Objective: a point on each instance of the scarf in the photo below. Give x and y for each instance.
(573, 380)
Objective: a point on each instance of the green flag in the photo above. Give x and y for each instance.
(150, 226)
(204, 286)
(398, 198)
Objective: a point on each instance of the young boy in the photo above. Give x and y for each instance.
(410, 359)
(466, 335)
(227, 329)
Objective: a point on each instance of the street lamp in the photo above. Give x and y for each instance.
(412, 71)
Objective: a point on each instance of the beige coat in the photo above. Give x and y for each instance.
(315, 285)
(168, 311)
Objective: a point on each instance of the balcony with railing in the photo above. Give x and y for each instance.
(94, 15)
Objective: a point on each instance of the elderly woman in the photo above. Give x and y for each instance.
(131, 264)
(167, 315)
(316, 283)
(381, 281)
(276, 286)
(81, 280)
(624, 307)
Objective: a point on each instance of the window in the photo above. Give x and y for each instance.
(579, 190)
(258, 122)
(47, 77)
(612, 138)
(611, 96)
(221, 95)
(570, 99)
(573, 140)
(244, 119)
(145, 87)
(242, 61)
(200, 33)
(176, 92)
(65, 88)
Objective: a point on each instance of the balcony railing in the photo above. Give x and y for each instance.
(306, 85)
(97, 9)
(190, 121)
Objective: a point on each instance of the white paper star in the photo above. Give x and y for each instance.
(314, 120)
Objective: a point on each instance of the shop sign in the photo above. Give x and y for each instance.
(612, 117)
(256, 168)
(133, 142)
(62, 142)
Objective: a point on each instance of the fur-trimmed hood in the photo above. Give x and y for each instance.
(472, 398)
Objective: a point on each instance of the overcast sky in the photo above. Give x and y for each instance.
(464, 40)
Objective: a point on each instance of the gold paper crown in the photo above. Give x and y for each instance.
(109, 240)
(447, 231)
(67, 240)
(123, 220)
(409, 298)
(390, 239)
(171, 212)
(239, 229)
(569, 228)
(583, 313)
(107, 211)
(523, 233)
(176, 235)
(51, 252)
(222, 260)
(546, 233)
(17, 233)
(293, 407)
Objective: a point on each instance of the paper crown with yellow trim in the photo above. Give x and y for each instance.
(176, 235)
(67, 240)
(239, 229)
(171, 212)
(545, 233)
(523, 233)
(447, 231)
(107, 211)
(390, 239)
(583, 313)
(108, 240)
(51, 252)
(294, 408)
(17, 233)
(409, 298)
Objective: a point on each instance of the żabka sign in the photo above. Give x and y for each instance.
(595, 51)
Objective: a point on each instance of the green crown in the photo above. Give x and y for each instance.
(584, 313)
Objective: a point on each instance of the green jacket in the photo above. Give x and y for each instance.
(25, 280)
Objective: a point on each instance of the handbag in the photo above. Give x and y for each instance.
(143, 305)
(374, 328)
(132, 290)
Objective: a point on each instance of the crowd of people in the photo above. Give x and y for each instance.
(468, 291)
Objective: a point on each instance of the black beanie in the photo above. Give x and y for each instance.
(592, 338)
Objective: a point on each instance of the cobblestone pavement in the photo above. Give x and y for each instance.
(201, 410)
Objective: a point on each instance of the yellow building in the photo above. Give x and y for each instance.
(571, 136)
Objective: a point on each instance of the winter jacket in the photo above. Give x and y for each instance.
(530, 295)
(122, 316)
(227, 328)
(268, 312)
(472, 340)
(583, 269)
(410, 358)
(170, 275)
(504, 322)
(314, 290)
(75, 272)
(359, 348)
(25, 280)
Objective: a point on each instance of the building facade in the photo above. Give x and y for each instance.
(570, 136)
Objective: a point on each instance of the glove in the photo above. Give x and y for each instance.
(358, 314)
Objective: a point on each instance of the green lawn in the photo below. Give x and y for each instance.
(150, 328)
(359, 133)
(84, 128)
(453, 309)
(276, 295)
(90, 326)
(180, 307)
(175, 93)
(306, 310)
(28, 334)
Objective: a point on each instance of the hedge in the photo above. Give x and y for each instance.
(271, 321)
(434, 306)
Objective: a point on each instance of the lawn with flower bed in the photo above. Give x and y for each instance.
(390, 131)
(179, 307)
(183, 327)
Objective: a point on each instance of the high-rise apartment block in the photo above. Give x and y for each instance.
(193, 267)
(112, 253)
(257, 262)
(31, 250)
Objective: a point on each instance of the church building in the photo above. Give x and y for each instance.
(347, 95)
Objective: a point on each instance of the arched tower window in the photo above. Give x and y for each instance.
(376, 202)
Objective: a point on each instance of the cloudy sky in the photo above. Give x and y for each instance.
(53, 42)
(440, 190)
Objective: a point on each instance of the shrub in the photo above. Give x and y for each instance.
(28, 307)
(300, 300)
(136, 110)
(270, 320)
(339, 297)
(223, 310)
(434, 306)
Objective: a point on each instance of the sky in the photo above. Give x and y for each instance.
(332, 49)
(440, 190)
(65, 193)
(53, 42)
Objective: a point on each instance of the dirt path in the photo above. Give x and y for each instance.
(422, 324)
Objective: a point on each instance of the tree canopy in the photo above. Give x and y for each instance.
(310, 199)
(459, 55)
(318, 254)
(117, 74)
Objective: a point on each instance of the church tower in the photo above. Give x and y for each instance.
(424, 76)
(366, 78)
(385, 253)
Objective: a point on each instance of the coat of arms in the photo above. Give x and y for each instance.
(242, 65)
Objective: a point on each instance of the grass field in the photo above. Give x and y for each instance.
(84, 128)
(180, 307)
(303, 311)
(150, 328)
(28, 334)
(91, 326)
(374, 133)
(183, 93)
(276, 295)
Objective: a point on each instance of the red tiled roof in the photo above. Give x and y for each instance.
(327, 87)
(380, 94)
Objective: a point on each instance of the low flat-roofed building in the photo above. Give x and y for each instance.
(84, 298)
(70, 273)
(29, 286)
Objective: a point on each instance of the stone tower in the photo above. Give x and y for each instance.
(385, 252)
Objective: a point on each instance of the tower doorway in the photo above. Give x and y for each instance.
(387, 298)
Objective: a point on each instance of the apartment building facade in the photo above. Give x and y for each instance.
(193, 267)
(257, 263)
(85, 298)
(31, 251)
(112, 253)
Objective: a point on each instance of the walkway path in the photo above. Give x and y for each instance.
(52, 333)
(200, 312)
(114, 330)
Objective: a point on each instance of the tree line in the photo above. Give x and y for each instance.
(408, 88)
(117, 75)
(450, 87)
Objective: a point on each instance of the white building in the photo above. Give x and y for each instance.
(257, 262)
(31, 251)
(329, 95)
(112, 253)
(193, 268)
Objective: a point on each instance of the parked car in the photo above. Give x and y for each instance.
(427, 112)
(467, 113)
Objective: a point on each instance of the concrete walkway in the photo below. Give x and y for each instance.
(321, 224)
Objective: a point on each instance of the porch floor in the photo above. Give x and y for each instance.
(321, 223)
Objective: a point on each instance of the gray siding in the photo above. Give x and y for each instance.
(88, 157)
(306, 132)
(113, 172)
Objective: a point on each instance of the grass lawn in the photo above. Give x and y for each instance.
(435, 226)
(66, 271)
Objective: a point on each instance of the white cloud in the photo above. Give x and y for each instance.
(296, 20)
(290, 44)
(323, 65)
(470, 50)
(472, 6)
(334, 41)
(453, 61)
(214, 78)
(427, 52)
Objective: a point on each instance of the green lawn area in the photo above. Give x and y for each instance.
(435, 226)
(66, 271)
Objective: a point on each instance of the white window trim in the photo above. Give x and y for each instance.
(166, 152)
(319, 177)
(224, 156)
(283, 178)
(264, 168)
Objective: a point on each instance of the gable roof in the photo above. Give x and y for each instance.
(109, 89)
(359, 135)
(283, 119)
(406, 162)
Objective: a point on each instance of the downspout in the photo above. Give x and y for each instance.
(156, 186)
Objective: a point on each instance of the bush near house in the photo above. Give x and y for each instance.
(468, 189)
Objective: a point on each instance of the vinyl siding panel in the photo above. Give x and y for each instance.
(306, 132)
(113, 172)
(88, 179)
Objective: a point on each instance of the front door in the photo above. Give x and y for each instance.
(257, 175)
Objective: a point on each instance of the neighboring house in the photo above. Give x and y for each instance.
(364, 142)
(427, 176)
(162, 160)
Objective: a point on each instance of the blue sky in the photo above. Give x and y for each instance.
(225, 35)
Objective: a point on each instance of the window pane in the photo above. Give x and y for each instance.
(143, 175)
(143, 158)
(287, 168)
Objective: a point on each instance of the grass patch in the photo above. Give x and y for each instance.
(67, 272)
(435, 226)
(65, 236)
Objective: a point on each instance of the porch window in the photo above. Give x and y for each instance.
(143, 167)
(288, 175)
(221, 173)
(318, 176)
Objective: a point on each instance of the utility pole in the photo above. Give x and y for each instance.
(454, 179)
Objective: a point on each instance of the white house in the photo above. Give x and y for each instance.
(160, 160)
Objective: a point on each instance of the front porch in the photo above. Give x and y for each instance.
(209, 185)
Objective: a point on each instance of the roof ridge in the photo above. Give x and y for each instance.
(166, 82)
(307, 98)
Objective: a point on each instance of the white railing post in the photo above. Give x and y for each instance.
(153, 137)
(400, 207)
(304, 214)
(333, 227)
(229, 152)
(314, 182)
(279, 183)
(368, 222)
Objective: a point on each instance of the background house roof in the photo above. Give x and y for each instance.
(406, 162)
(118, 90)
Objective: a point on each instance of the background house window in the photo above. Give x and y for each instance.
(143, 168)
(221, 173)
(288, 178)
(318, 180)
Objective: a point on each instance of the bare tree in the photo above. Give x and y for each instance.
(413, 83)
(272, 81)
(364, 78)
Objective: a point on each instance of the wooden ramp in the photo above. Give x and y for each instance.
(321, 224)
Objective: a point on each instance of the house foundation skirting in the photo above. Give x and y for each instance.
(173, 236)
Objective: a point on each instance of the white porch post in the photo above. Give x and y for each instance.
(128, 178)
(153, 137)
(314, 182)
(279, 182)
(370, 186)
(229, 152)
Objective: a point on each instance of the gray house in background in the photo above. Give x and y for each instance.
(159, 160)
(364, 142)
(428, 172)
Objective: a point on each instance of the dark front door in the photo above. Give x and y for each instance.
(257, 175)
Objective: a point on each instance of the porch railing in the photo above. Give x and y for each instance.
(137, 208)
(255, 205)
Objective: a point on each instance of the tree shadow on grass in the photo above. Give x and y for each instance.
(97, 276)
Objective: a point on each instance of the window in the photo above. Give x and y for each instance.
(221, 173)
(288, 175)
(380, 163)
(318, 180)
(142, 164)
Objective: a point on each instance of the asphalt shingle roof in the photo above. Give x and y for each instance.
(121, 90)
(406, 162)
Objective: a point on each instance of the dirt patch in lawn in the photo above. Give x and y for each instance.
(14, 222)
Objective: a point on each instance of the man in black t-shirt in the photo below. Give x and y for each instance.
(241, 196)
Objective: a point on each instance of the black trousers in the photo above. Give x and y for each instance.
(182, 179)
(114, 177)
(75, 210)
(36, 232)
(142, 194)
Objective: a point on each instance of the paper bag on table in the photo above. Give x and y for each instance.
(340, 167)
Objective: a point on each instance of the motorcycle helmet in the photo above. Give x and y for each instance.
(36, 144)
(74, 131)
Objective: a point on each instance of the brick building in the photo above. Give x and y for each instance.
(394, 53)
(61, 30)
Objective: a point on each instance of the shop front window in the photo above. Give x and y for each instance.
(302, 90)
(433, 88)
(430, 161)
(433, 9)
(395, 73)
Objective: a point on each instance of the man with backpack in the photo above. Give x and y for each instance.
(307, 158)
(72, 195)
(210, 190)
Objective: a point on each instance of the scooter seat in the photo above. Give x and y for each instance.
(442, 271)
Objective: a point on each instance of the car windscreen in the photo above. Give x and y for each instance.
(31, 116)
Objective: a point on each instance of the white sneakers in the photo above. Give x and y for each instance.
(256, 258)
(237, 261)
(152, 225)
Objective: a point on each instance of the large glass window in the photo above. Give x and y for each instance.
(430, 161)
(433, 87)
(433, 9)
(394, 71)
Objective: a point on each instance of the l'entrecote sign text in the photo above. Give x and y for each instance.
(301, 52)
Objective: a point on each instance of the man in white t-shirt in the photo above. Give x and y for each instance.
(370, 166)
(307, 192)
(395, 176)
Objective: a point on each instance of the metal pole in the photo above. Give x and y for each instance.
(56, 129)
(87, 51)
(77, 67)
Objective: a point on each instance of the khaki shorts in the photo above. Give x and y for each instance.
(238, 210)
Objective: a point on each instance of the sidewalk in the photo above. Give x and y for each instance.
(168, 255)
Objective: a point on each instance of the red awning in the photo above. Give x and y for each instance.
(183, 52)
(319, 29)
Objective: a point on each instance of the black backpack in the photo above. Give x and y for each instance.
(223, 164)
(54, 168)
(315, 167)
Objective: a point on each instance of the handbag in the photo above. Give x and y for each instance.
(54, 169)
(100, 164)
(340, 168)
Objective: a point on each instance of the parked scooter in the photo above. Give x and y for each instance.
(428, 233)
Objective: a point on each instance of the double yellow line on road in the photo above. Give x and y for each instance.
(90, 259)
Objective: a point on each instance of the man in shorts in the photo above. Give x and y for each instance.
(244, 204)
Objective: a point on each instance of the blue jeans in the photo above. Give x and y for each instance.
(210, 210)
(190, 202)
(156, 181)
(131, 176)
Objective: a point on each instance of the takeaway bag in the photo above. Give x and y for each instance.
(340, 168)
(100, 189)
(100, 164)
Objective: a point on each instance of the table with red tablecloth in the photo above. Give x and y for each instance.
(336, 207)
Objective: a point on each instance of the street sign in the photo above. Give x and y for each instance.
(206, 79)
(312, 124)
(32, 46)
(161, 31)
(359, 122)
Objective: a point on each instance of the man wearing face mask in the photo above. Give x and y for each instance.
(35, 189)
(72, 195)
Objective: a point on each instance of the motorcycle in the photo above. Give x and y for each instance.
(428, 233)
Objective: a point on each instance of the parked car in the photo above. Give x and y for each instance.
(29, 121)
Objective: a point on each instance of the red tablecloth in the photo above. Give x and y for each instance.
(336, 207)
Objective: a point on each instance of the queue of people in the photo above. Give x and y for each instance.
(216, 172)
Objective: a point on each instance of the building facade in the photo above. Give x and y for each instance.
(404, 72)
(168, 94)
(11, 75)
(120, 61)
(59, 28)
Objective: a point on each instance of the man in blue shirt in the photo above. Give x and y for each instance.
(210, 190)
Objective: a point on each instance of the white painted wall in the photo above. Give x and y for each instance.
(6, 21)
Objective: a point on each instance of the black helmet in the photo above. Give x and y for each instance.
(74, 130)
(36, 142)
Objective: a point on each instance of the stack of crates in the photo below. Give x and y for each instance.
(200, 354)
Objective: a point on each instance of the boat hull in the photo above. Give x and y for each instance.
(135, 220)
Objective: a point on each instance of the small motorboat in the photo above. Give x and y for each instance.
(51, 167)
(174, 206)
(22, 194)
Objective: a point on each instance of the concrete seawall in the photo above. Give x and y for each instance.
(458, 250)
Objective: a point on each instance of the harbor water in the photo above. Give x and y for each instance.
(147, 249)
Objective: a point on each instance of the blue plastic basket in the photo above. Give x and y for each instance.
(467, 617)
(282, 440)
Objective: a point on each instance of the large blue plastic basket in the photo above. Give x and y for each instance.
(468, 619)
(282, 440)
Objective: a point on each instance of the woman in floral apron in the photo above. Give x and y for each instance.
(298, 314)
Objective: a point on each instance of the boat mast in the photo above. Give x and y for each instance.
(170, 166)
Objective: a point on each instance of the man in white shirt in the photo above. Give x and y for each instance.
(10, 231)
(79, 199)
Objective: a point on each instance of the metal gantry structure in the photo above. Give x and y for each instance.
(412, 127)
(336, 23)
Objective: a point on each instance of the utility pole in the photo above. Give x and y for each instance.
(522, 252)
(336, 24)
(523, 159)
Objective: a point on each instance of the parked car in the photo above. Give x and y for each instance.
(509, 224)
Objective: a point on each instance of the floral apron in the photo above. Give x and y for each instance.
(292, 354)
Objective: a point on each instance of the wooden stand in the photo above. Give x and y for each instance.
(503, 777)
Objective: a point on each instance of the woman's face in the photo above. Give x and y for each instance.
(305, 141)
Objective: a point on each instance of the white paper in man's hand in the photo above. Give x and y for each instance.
☆ ☆ ☆ ☆ ☆ ☆ ☆
# PROBLEM:
Give back, word for word, the lines from the one with "Objective: a point on each instance of the wooden stand" through the last line of the entries, both included, and no other line.

# SOLUTION FOR THIS PROBLEM:
Objective: a point on each instance of the wooden stand in the photo above. Give x and y for each instance.
(503, 777)
Objective: a point on each instance of the woman's face in the photo above. Give x and y for each instance.
(305, 141)
Objective: a point on each instance of the white paper in man's hand in the photo above. Give x and y for each instance.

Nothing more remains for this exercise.